_PASSAGE GIVEN:_
────────────────────

The net assessment of national security requirements and its translation into grand strategy is a highly specialized field of academic study who best practitioners are currently working on or are consultants for the National Security Council and the Department of Defense.
From comments to this post, below
I was kind of astounded to see Trent say this, not because I felt the attack (I have pretty thick skin and only get moderately annoyed when the guests actually puke in the punchbowl), but because it makes my argument regarding Bush’s policies for me and represents such a profound misunderstanding of what America is about that I can’t let it go unanswered.
And I get the delicious task of pointing out to Trent how parallel his thinking is to his hated French.In France, the path to power – whether in one of the administrative cadres of the Government (and then on to politics) or in one of the large corporations – is through ‘les grandes ecoles’ – the elite universities. Middle class students sweat their Bac (exams) in order to get onto a track that will give them an opportunity to get into one of these schools. Upper class kids – the ones with connections – work on their scores as well, but have their paths smoothed through parental connections. My ex-wife, for example, went to ENSAE, the aerospace/engineering school in Toulouse, while one of her sisters went to ENA (and now works for UNESCO), and another to the Paris Conservatory (their version of Julliard).
The French political system is built on ‘expertise’; it assumes that the intensive study that is required to get into one of these schools and the hard work that students do once there delivers not only a wide array of long-lasting personal connections (see the recent blown French effort to rescue Ingrid Betancourt, a presidential candidate one of de Villipins’ former students from FARC), but a superiority of outlook and knowledge that entitles them to rule.
The results tend to be mixed, at best. The corruption at high levels in France is almost unimaginable, even to me, and I have a good imagination. The current round of Elf-Aquitaine scandals, where the corporate and government interests collude – hidden behind a veil of ‘need to know’ and ‘secret strategy’.
The consequence is a lethargic political culture in France, and an overall disengagement between the average French citizen and their government. Policy and politics are the province of ‘the smart guys’.
Sadly, I’ll suggest that those who support Bush playing Richelieu (Den Beste, Trent, and others who suggest that a hide-the-ball play is the best plan for setting our foreign policy) are acting in full accord with this worldview.

────────────────────

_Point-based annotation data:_
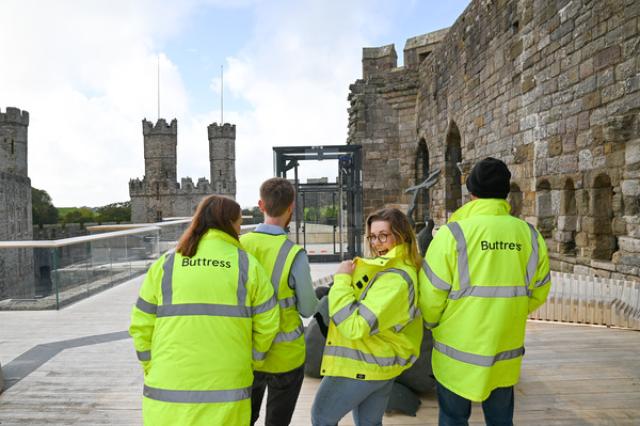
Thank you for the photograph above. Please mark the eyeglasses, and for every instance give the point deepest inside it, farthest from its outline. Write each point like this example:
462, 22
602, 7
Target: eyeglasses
382, 237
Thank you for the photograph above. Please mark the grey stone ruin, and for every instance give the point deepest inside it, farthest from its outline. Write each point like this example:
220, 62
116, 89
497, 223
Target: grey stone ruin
424, 236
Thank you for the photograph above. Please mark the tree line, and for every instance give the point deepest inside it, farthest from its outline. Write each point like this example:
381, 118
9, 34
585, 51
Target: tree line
44, 212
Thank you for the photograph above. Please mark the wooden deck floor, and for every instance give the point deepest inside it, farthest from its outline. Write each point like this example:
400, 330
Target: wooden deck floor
572, 375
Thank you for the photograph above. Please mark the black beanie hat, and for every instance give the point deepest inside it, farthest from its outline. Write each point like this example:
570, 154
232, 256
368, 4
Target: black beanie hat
489, 179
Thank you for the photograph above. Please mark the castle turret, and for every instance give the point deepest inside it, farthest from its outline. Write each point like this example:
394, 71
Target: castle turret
13, 142
160, 146
222, 156
16, 265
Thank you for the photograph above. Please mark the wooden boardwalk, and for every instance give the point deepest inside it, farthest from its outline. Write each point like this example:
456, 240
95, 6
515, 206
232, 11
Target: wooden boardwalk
572, 375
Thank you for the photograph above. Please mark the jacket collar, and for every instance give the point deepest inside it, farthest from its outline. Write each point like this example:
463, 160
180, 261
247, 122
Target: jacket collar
216, 234
481, 207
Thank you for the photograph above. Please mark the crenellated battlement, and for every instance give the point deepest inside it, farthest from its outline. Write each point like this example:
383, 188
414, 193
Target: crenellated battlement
161, 127
159, 193
14, 116
378, 61
225, 131
138, 187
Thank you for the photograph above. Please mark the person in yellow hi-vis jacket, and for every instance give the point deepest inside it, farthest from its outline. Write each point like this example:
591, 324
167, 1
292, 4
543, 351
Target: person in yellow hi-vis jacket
205, 317
282, 373
375, 330
484, 272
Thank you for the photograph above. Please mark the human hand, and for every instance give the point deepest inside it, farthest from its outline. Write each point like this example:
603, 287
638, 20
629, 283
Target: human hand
346, 267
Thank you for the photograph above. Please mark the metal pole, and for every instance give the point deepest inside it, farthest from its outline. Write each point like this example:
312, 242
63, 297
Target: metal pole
340, 218
158, 86
221, 96
55, 274
295, 179
304, 223
333, 198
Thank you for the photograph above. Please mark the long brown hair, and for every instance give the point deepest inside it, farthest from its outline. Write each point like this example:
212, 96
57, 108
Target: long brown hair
213, 212
401, 229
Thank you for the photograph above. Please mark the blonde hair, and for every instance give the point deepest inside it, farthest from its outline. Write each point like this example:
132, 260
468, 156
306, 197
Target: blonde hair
401, 229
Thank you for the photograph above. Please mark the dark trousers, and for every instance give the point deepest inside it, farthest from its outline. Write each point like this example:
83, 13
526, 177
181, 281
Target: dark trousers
455, 410
282, 395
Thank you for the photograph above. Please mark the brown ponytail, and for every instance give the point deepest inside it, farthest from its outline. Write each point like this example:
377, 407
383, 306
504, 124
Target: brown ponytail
213, 212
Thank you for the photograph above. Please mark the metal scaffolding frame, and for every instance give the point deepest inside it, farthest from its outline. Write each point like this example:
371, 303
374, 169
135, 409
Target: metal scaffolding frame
348, 189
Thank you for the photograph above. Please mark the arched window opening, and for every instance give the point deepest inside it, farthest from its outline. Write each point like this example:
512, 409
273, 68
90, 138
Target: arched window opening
603, 241
515, 199
568, 219
544, 209
422, 172
452, 159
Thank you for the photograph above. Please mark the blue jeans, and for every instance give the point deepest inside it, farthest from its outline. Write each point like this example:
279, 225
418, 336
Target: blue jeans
336, 396
455, 410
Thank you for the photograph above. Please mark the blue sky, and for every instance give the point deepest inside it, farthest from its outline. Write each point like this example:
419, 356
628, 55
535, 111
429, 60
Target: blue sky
86, 72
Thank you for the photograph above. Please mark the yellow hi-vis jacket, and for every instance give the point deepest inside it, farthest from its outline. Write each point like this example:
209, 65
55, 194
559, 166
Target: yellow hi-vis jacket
375, 329
276, 254
198, 327
484, 272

────────────────────

_EXERCISE GOAL:_
Continue the passage on French elite schools and expert rule, starting right after its final sentence.

_THE REPLY:_
Ours is not to reason why, our is just to shut up, support Bush, pay our taxes, and send our sons and daughters.
They’re missing a few things when they suggest that.
The most important thing is actually the simplest, which is that the genius of the American system is that there certainly are experts on game theory, diplomatic history, and policy who have substantive and valuable expertise in these areas.
And they all work for guys like me. Our Congress and our President are typically business men and women, lawyers, rank amateurs when it comes to the hard games that they study so diligently at ENA (Ecole Nationale d’Administration). And that’s a good thing, in fact, it’s a damn good thing.
It is a good thing because the unique power of the United States comes from our willingness to diffuse power down into the ranks – to act in ways outside what a small cadre of mandarins sitting at a capital can envision.
And that diffusion of power must be accompanied by a diffusion of belief.
I’m not looking for Bush to announce the date and time of deployments, or the next step he will take in negotiating with North Korea or Syria.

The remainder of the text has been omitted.